Stored items.
----------------------------------------

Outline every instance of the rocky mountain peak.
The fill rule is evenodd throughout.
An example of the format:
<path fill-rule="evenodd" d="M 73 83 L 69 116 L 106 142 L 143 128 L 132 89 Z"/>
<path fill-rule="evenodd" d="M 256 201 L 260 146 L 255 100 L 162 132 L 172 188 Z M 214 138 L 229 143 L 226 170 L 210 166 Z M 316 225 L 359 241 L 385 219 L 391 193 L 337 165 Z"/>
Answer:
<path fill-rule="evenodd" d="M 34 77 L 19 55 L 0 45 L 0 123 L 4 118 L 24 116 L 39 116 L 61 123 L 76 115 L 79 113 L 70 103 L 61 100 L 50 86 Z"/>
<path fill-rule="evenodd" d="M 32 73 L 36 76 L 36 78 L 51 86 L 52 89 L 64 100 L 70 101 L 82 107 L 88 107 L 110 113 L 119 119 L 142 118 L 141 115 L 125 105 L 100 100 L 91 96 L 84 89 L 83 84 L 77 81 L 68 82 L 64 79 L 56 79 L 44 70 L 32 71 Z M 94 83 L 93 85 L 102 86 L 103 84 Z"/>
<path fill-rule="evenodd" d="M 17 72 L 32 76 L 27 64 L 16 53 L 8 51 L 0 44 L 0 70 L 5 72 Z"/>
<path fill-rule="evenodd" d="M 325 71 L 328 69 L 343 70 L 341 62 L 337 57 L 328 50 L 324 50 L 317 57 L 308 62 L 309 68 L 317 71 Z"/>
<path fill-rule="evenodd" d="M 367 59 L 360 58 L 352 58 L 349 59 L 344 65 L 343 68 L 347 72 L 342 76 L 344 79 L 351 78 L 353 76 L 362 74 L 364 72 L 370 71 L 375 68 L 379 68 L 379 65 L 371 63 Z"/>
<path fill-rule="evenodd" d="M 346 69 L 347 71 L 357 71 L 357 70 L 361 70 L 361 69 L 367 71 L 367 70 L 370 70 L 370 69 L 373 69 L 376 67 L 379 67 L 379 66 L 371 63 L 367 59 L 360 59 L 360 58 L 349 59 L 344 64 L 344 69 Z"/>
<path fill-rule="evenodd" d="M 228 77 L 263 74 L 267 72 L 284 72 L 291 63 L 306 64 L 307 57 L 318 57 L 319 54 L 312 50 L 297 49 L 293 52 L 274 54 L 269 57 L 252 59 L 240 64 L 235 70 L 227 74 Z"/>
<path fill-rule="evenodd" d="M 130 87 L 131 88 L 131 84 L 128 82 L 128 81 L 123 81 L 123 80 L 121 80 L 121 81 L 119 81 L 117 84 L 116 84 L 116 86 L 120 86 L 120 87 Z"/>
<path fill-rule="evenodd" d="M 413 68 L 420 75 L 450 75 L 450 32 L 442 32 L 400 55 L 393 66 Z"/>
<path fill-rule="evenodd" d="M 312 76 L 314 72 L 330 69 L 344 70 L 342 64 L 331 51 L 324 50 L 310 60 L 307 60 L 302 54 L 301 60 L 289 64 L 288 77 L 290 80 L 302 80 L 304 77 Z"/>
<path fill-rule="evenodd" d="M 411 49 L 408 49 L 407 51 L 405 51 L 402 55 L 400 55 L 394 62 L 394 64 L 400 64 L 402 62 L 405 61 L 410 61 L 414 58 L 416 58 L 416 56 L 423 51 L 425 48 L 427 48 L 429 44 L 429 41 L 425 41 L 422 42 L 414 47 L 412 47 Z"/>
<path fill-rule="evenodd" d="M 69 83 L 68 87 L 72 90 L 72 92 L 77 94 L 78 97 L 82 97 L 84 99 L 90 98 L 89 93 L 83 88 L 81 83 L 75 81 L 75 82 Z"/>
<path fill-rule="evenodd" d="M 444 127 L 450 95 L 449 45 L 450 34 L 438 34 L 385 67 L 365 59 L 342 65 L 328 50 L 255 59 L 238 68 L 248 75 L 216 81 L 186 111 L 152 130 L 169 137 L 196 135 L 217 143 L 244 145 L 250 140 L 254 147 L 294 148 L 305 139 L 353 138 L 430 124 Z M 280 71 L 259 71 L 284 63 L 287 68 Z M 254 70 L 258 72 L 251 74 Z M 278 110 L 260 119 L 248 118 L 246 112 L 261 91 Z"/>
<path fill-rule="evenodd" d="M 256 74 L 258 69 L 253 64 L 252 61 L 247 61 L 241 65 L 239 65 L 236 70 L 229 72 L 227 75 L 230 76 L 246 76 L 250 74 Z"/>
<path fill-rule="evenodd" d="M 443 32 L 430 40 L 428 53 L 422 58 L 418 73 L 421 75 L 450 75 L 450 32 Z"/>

----------------------------------------

ACTIVITY. Return a word-for-word copy of the lines above from the one holding "83 L 69 116" through the one holding "256 201 L 260", with both of them included and nothing besides.

WRITTEN RESPONSE.
<path fill-rule="evenodd" d="M 73 83 L 69 116 L 106 142 L 143 128 L 132 89 Z"/>
<path fill-rule="evenodd" d="M 256 201 L 260 146 L 255 100 L 162 132 L 172 188 Z M 214 138 L 229 143 L 226 170 L 210 166 Z M 316 225 L 359 241 L 385 219 L 391 193 L 337 165 Z"/>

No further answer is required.